• [Required actions]
(A) Translate this sentence from the article about paddling Fishing Brook into Spanish: "Beaver dams clog the waterway, creating meadows."
(B) Carry on the article about paddling Fishing Brook, picking up after its last sentence.

• [Text for analysis]
----------

Paddling calm waters yields encounters with 37 species
By Mike Lynch
Fishing Brook has the feel of a brook deep in the backcountry. The air is often thick with bugs and the sounds of birds. Beaver dams clog the waterway, creating meadows. Yellow wildflowers—swamp candles—light up the shorelines. Brook trout swim in the shadows.
The only intrusions on the wild experience are vehicle noises from nearby State Route 28N, which connects the tiny communities of Newcomb and Long Lake, and some logging on the surrounding conservation easement.
Fishing Brook and the connected County Line Flow opened to the public as part of the state’s deal with the Nature Conservancy to preserve the former Finch, Pruyn & Co. timberlands. The land around the water is mostly off-limits. Boaters aren’t allowed to go ashore on County Line Flow other than at a take-out. Fishing Brook, in addition to having the put-in, allows more access as the shorelines allow public fishing rights for 33 feet from the water.
I visited the area with birding guide Joan Collins last summer in the second week of July. We arrived just after sunrise, hoping to find some boreal birds and perhaps even a moose, which drivers have spotted from the highway over the years.

----------

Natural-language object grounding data

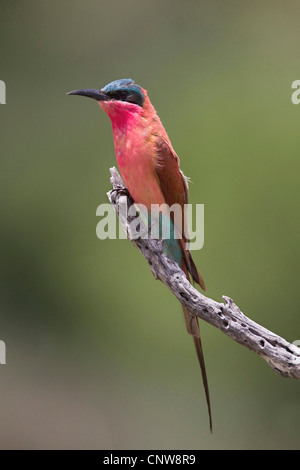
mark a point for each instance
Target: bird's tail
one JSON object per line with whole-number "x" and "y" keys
{"x": 175, "y": 249}
{"x": 192, "y": 327}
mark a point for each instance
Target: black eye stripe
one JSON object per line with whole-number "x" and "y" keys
{"x": 127, "y": 95}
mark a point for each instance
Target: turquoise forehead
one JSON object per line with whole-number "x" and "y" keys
{"x": 124, "y": 84}
{"x": 118, "y": 85}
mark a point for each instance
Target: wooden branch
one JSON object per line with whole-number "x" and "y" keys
{"x": 282, "y": 356}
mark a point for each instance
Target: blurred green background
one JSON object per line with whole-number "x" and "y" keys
{"x": 97, "y": 352}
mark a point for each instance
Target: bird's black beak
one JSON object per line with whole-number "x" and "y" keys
{"x": 97, "y": 95}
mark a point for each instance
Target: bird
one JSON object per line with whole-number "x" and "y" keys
{"x": 151, "y": 171}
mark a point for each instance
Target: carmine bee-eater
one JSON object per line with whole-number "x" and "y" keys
{"x": 150, "y": 169}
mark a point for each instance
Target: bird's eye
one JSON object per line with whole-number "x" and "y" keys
{"x": 121, "y": 95}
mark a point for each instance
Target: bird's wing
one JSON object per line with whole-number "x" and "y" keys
{"x": 174, "y": 186}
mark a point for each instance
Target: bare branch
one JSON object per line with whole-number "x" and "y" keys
{"x": 282, "y": 356}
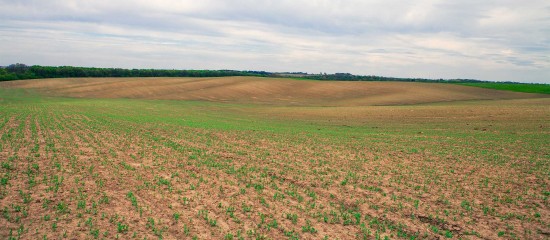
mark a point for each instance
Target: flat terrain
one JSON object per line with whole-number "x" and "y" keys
{"x": 271, "y": 158}
{"x": 273, "y": 91}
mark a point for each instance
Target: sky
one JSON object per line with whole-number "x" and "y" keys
{"x": 496, "y": 40}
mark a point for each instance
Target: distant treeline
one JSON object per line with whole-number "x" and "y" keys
{"x": 351, "y": 77}
{"x": 21, "y": 71}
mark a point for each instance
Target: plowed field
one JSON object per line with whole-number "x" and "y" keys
{"x": 280, "y": 159}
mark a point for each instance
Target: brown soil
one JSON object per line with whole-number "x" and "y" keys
{"x": 265, "y": 90}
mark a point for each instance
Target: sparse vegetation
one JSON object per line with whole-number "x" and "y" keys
{"x": 89, "y": 168}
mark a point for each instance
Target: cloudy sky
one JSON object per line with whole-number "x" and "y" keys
{"x": 501, "y": 40}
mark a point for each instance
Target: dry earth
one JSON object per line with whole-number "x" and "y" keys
{"x": 84, "y": 169}
{"x": 265, "y": 90}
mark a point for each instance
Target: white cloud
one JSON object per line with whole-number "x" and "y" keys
{"x": 493, "y": 40}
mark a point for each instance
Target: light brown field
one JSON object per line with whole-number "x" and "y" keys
{"x": 296, "y": 160}
{"x": 270, "y": 91}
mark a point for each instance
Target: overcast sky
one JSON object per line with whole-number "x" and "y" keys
{"x": 501, "y": 40}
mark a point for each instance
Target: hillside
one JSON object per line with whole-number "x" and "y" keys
{"x": 271, "y": 91}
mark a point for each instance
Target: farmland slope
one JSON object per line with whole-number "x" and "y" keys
{"x": 265, "y": 90}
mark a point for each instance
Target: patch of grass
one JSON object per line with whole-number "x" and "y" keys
{"x": 516, "y": 87}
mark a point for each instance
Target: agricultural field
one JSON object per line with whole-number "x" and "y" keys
{"x": 259, "y": 158}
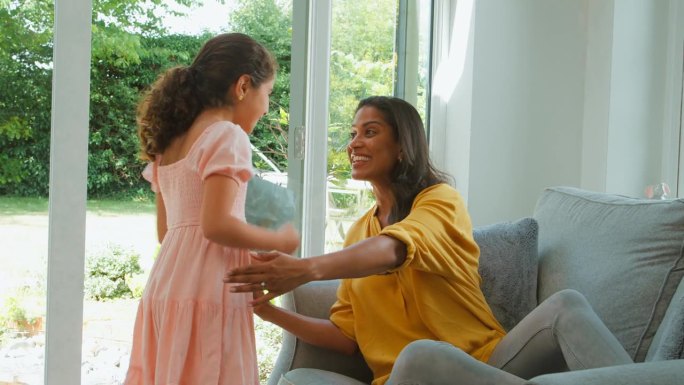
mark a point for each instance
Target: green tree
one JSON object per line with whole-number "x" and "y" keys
{"x": 362, "y": 64}
{"x": 25, "y": 87}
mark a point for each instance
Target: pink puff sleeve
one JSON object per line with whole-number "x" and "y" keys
{"x": 223, "y": 149}
{"x": 150, "y": 174}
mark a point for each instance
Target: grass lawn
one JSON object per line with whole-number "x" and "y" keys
{"x": 129, "y": 225}
{"x": 28, "y": 206}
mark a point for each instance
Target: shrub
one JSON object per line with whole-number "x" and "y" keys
{"x": 108, "y": 273}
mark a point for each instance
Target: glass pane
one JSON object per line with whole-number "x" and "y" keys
{"x": 364, "y": 62}
{"x": 25, "y": 99}
{"x": 121, "y": 221}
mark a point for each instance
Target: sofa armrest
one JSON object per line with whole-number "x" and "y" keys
{"x": 314, "y": 300}
{"x": 643, "y": 373}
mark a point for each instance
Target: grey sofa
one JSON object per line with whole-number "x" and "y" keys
{"x": 623, "y": 254}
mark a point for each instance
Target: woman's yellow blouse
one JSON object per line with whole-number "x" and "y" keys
{"x": 435, "y": 294}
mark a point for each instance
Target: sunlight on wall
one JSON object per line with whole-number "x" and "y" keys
{"x": 449, "y": 72}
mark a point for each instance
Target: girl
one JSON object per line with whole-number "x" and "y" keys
{"x": 193, "y": 126}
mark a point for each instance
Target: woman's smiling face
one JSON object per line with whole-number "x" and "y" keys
{"x": 374, "y": 150}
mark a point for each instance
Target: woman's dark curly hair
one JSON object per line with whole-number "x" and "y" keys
{"x": 415, "y": 171}
{"x": 169, "y": 107}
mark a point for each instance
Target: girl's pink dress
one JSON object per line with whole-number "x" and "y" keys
{"x": 190, "y": 329}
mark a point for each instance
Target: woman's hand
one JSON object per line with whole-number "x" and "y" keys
{"x": 275, "y": 272}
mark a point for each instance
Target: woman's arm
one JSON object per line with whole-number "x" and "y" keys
{"x": 282, "y": 273}
{"x": 314, "y": 331}
{"x": 221, "y": 227}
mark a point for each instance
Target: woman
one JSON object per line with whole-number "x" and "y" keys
{"x": 414, "y": 250}
{"x": 407, "y": 259}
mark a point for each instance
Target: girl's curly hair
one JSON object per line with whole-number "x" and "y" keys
{"x": 172, "y": 103}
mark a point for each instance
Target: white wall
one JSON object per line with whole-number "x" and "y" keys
{"x": 637, "y": 96}
{"x": 527, "y": 98}
{"x": 559, "y": 93}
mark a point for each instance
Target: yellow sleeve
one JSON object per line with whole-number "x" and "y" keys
{"x": 437, "y": 233}
{"x": 341, "y": 313}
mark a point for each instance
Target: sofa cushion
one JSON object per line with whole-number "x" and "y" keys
{"x": 508, "y": 266}
{"x": 668, "y": 343}
{"x": 624, "y": 254}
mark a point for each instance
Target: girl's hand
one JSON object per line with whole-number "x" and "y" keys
{"x": 289, "y": 238}
{"x": 275, "y": 272}
{"x": 261, "y": 310}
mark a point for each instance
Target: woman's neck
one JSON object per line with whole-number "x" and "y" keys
{"x": 384, "y": 201}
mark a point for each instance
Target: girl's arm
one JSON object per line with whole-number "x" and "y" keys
{"x": 161, "y": 217}
{"x": 314, "y": 331}
{"x": 283, "y": 273}
{"x": 221, "y": 227}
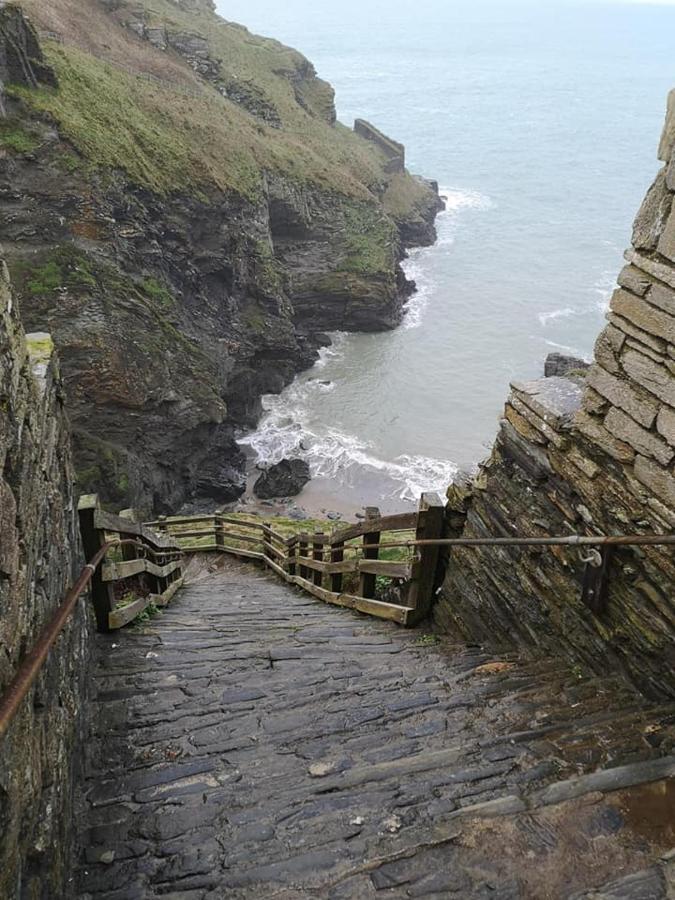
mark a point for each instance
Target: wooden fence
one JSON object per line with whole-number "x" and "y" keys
{"x": 141, "y": 565}
{"x": 346, "y": 567}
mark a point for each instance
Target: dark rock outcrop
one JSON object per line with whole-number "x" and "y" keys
{"x": 592, "y": 456}
{"x": 284, "y": 479}
{"x": 175, "y": 308}
{"x": 21, "y": 59}
{"x": 39, "y": 559}
{"x": 559, "y": 365}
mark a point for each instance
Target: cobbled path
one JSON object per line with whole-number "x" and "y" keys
{"x": 253, "y": 742}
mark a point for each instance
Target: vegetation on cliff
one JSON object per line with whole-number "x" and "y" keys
{"x": 186, "y": 214}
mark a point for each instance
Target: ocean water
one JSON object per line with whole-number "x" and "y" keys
{"x": 540, "y": 121}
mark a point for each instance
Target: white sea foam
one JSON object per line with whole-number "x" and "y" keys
{"x": 285, "y": 428}
{"x": 603, "y": 289}
{"x": 564, "y": 313}
{"x": 456, "y": 201}
{"x": 333, "y": 454}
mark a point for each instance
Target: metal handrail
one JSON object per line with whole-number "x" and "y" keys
{"x": 29, "y": 669}
{"x": 575, "y": 540}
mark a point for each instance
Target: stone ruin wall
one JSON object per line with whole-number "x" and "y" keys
{"x": 589, "y": 453}
{"x": 39, "y": 559}
{"x": 392, "y": 150}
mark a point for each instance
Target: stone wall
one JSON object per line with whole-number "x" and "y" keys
{"x": 39, "y": 558}
{"x": 392, "y": 150}
{"x": 588, "y": 455}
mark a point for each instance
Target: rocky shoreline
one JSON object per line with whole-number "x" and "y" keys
{"x": 176, "y": 306}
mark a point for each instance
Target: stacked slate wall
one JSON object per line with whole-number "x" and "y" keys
{"x": 590, "y": 453}
{"x": 39, "y": 558}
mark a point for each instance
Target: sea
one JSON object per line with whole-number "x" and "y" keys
{"x": 540, "y": 121}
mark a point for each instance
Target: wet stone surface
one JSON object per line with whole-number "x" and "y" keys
{"x": 253, "y": 742}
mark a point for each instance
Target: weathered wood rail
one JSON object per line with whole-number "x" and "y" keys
{"x": 148, "y": 563}
{"x": 345, "y": 568}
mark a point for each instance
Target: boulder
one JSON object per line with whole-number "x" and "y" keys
{"x": 557, "y": 364}
{"x": 285, "y": 479}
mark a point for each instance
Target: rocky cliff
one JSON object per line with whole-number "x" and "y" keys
{"x": 39, "y": 558}
{"x": 185, "y": 215}
{"x": 589, "y": 453}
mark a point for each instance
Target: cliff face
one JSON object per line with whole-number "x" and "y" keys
{"x": 184, "y": 215}
{"x": 589, "y": 455}
{"x": 39, "y": 559}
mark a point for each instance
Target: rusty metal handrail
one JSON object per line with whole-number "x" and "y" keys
{"x": 574, "y": 540}
{"x": 29, "y": 669}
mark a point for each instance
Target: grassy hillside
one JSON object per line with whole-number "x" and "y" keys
{"x": 124, "y": 103}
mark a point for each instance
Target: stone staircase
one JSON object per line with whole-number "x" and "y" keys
{"x": 254, "y": 742}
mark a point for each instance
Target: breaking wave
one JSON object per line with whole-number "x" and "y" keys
{"x": 415, "y": 266}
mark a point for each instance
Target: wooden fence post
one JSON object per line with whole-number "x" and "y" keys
{"x": 92, "y": 541}
{"x": 267, "y": 542}
{"x": 292, "y": 554}
{"x": 367, "y": 581}
{"x": 430, "y": 523}
{"x": 302, "y": 548}
{"x": 337, "y": 555}
{"x": 317, "y": 554}
{"x": 219, "y": 526}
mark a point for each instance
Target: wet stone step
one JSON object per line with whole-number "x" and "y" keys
{"x": 251, "y": 742}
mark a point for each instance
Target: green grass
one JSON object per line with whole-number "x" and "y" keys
{"x": 166, "y": 139}
{"x": 64, "y": 267}
{"x": 370, "y": 241}
{"x": 15, "y": 137}
{"x": 158, "y": 293}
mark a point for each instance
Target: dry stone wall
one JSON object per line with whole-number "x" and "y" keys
{"x": 39, "y": 557}
{"x": 586, "y": 455}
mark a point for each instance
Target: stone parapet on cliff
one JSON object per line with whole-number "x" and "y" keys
{"x": 39, "y": 558}
{"x": 594, "y": 457}
{"x": 392, "y": 150}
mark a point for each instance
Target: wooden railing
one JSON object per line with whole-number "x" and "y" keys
{"x": 141, "y": 567}
{"x": 346, "y": 567}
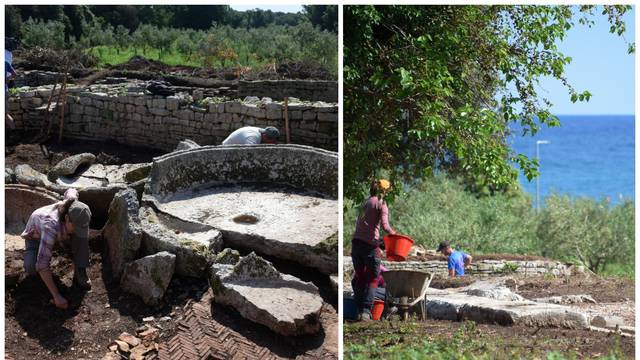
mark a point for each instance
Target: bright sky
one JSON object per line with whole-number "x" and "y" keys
{"x": 600, "y": 65}
{"x": 274, "y": 8}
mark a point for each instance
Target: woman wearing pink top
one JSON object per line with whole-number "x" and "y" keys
{"x": 365, "y": 247}
{"x": 57, "y": 222}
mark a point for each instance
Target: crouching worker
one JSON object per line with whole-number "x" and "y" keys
{"x": 65, "y": 219}
{"x": 251, "y": 135}
{"x": 365, "y": 247}
{"x": 457, "y": 260}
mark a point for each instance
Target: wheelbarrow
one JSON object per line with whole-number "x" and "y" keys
{"x": 405, "y": 288}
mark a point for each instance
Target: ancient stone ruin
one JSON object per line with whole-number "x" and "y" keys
{"x": 262, "y": 204}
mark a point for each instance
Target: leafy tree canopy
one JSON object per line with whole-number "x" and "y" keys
{"x": 434, "y": 88}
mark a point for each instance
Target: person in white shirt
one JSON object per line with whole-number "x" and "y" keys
{"x": 251, "y": 135}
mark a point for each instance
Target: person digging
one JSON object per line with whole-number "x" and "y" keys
{"x": 66, "y": 219}
{"x": 365, "y": 247}
{"x": 456, "y": 260}
{"x": 251, "y": 135}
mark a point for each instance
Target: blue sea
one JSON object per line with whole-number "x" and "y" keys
{"x": 588, "y": 155}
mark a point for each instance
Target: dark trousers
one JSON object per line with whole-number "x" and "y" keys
{"x": 366, "y": 264}
{"x": 79, "y": 253}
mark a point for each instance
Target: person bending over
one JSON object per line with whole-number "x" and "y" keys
{"x": 251, "y": 135}
{"x": 65, "y": 219}
{"x": 457, "y": 260}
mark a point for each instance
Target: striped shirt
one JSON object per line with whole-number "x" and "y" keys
{"x": 374, "y": 214}
{"x": 44, "y": 225}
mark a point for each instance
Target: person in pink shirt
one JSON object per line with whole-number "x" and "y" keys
{"x": 65, "y": 219}
{"x": 365, "y": 247}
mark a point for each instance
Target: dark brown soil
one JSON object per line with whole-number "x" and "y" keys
{"x": 35, "y": 329}
{"x": 526, "y": 341}
{"x": 602, "y": 289}
{"x": 21, "y": 151}
{"x": 478, "y": 257}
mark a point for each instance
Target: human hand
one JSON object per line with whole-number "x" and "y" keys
{"x": 60, "y": 302}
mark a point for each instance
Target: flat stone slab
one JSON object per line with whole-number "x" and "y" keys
{"x": 103, "y": 175}
{"x": 283, "y": 303}
{"x": 122, "y": 233}
{"x": 458, "y": 306}
{"x": 69, "y": 165}
{"x": 194, "y": 245}
{"x": 149, "y": 276}
{"x": 273, "y": 220}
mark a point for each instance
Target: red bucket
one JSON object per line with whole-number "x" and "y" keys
{"x": 397, "y": 247}
{"x": 378, "y": 307}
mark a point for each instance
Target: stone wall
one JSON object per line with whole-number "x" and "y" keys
{"x": 125, "y": 114}
{"x": 299, "y": 166}
{"x": 314, "y": 90}
{"x": 481, "y": 267}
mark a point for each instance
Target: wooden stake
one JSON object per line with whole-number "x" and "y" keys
{"x": 63, "y": 90}
{"x": 286, "y": 119}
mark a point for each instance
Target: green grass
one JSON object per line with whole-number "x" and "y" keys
{"x": 401, "y": 342}
{"x": 567, "y": 229}
{"x": 113, "y": 56}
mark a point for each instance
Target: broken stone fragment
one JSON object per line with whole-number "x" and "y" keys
{"x": 186, "y": 144}
{"x": 129, "y": 339}
{"x": 608, "y": 322}
{"x": 334, "y": 283}
{"x": 138, "y": 352}
{"x": 149, "y": 277}
{"x": 122, "y": 232}
{"x": 254, "y": 266}
{"x": 122, "y": 346}
{"x": 193, "y": 244}
{"x": 227, "y": 256}
{"x": 283, "y": 303}
{"x": 457, "y": 306}
{"x": 150, "y": 334}
{"x": 69, "y": 165}
{"x": 136, "y": 172}
{"x": 567, "y": 299}
{"x": 9, "y": 176}
{"x": 111, "y": 356}
{"x": 25, "y": 174}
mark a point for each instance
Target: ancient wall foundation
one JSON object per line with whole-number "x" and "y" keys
{"x": 481, "y": 267}
{"x": 125, "y": 114}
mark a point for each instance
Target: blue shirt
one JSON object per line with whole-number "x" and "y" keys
{"x": 456, "y": 261}
{"x": 8, "y": 71}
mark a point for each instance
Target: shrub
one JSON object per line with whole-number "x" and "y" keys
{"x": 587, "y": 231}
{"x": 46, "y": 34}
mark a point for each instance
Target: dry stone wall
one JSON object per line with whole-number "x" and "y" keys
{"x": 125, "y": 114}
{"x": 482, "y": 267}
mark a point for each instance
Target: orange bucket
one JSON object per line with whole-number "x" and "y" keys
{"x": 378, "y": 307}
{"x": 397, "y": 247}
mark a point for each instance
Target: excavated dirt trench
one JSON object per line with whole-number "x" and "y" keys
{"x": 195, "y": 328}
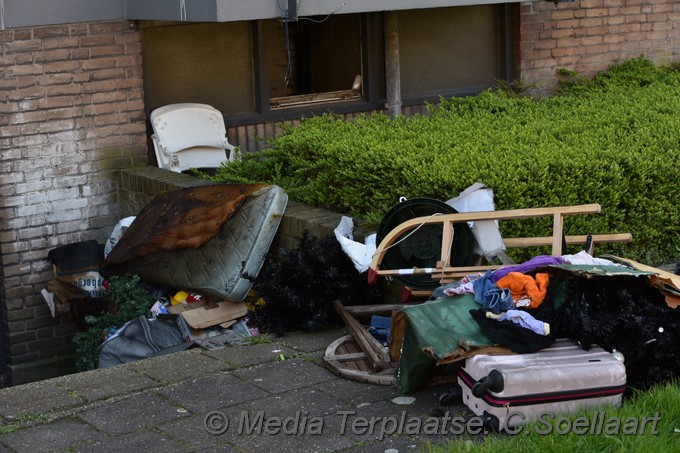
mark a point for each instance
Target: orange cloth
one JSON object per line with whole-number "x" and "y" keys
{"x": 523, "y": 286}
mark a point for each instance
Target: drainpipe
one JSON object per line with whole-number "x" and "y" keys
{"x": 392, "y": 64}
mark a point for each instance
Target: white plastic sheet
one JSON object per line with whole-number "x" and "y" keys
{"x": 477, "y": 198}
{"x": 360, "y": 254}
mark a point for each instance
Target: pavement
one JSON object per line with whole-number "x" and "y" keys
{"x": 179, "y": 403}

----------

• [Numbered responses]
(A) Las presas de castores obstruyen el cauce y crean praderas.

(B)
A few years prior, on a late-September day, Collins spotted a large bull moose standing by the guardrail when she was driving by. She speculated the animals probably spend some time in these waters and wetlands, a common activity for them in early summer when the bugs are abundant and there is plenty of aquatic vegetation to eat.
We visited mainly for the birds and scenery. As we stood in the small dirt parking lot, Collins recalled how there had previously been a redwing black bird nest with babies there.
We took our canoes from our vehicles and walked them down to the put-in upstream from the bridge we had just driven over. After getting in our boats, we paddled upstream on the slow-moving waterway.
If not for that day’s cloud cover, Collins said, Kempshall Mountain would have been visible. The peak on the east side of Long Lake once had a fire tower, now removed. Without it the summit offers little view and the trail is abandoned. I tried to follow the trail more than a decade ago and was able to get near the summit, but it wasn’t a particularly enjoyable hike. The main thing I remember from the trip was finding pile after pile of moose scat.
Our focus on this day was on navigating the small stream. We lifted our boats over and around beaver dams. Alders lined the shorelines, and we found a little overflow area obscured by the tall vegetation. Eventually, we weren’t able to go upstream anymore due to the beaver dams, so we turned around and drifted downstream. “The water is calm, so you can kind of paddle along at a very slow speed and listen,” Collins later said.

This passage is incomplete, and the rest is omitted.